Exercise — An exact transcription of all the entries below is required.

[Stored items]
==*==

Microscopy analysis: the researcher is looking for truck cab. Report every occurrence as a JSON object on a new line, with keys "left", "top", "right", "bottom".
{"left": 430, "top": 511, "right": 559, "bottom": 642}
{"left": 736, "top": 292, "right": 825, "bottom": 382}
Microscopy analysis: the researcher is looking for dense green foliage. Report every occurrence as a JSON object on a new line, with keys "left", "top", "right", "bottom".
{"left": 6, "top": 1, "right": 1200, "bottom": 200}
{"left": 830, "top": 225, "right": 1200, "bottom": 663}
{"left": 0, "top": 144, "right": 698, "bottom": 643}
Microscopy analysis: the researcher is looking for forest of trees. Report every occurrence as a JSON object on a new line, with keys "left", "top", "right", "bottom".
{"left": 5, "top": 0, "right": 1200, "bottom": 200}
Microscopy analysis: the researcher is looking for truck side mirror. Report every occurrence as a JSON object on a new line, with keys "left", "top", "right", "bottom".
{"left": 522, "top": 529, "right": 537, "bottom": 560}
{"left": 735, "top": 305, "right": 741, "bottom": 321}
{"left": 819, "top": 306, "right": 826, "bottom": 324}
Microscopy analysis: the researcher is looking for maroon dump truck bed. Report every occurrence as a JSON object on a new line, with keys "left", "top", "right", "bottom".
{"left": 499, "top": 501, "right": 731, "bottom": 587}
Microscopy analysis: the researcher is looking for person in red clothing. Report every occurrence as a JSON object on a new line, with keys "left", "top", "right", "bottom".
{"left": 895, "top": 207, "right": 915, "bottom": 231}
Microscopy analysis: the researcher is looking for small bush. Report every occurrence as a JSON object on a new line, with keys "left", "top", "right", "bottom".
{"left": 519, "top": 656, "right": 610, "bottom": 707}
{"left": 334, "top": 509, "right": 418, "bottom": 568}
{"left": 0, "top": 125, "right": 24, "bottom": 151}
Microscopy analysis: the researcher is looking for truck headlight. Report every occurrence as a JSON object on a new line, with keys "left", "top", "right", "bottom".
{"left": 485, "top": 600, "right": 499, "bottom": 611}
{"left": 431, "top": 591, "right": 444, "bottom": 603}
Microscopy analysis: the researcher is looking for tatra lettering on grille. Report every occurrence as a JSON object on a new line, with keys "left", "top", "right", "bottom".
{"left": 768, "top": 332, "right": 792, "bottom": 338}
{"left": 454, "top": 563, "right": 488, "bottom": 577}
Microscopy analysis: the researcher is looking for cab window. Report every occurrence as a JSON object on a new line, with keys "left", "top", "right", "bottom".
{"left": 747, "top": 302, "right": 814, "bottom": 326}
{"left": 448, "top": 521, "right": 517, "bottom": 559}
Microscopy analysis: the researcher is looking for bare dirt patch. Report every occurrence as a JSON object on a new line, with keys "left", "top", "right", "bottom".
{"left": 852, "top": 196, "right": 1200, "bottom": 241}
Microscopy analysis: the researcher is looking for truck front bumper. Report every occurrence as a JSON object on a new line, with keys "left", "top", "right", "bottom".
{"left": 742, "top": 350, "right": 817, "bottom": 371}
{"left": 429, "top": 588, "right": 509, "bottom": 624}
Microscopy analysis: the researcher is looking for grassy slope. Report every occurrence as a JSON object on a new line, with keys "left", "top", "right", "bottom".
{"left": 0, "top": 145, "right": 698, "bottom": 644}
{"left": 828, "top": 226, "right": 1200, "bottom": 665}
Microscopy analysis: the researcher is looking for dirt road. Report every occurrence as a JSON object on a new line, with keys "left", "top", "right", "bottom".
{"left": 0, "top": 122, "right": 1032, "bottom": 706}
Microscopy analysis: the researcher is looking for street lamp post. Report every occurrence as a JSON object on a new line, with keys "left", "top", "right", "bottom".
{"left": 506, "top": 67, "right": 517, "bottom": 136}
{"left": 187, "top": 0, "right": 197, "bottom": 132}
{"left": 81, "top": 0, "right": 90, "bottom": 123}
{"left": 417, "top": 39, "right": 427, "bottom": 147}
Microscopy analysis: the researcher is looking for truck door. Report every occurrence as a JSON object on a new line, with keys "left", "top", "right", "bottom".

==*==

Answer for this exercise —
Microscopy analysis: the researcher is looking for truck cab. Report every occurrence as a JSON object on a new line, with keys "left", "top", "right", "bottom".
{"left": 430, "top": 511, "right": 559, "bottom": 642}
{"left": 736, "top": 292, "right": 825, "bottom": 382}
Microscopy analysis: the researcher is looking for dense green foliage. Report every occurrence as a JSON object on a new line, with keys "left", "top", "right", "bottom".
{"left": 6, "top": 1, "right": 1200, "bottom": 200}
{"left": 830, "top": 225, "right": 1200, "bottom": 663}
{"left": 0, "top": 144, "right": 698, "bottom": 643}
Microscopy analysis: the researcher is looking for forest of trees. Report every occurrence as a JSON object on a new line, with keys "left", "top", "right", "bottom".
{"left": 5, "top": 0, "right": 1200, "bottom": 200}
Microscopy analysis: the researcher is looking for truck side mirror. Report every occurrence as a JSON object on a new line, with keys "left", "top", "right", "bottom".
{"left": 522, "top": 529, "right": 537, "bottom": 560}
{"left": 735, "top": 305, "right": 741, "bottom": 321}
{"left": 819, "top": 306, "right": 826, "bottom": 324}
Microscopy analysis: the researcher is looking for maroon dump truck bed. Report every occurrence as a JSON object on a new line, with keys "left", "top", "right", "bottom".
{"left": 499, "top": 501, "right": 731, "bottom": 587}
Microscopy analysis: the researcher is looking for person in red clothing. Report every occurrence as a JSON object on a new line, with keys "left", "top", "right", "bottom".
{"left": 895, "top": 207, "right": 915, "bottom": 231}
Microscopy analysis: the researcher is looking for small bush. Report every occurrence as a JSON object on a new line, with keys "left", "top", "right", "bottom".
{"left": 519, "top": 656, "right": 610, "bottom": 707}
{"left": 334, "top": 509, "right": 418, "bottom": 568}
{"left": 0, "top": 125, "right": 24, "bottom": 151}
Microscopy analysis: the researcher is looking for truck headlight. Report every occurrence as a JSON object on a new line, with keys "left", "top", "right", "bottom".
{"left": 485, "top": 600, "right": 499, "bottom": 611}
{"left": 431, "top": 591, "right": 444, "bottom": 603}
Microscopy analysis: the researcher is looking for tatra lettering on grille. Report every occurrence as a JSON object on a new line, with keys "left", "top", "right", "bottom".
{"left": 768, "top": 332, "right": 792, "bottom": 338}
{"left": 454, "top": 563, "right": 488, "bottom": 577}
Microscopy analysis: the researcher is looking for cab window. Report every occurrence as a JSON object on a new line, with keys "left", "top", "right", "bottom".
{"left": 747, "top": 302, "right": 814, "bottom": 326}
{"left": 448, "top": 521, "right": 517, "bottom": 559}
Microscopy analysis: the researcher is looking for bare dirt patch. Report every occurrence as a JSON object on a new line, with keys "left", "top", "right", "bottom".
{"left": 852, "top": 196, "right": 1200, "bottom": 241}
Microscopy analysis: the researcher is looking for truck front bumper. Report every occurrence as a JSON object on a new line, with keys "left", "top", "right", "bottom".
{"left": 742, "top": 350, "right": 817, "bottom": 371}
{"left": 429, "top": 588, "right": 509, "bottom": 624}
Microscopy analysis: the researcher is looking for grassy slope. Report every occurrence as a JSON object on a new line, with keys "left", "top", "right", "bottom".
{"left": 0, "top": 145, "right": 698, "bottom": 644}
{"left": 828, "top": 226, "right": 1200, "bottom": 665}
Microscopy analysis: the researcher is looking for dirt road. Report every occurrence as a JSON object on a new line, with keys "left", "top", "right", "bottom".
{"left": 0, "top": 122, "right": 1032, "bottom": 706}
Microscopy analysis: the researcher is looking for street lamp post. Report every occurrence as a JSON object on a new line, with keys "left", "top", "right", "bottom".
{"left": 506, "top": 67, "right": 517, "bottom": 136}
{"left": 187, "top": 0, "right": 197, "bottom": 132}
{"left": 81, "top": 0, "right": 90, "bottom": 123}
{"left": 417, "top": 39, "right": 427, "bottom": 147}
Microscopy analysis: the researcher is looking for truck door. Report every occurrence as a JSON object on a new line, with keys "left", "top", "right", "bottom".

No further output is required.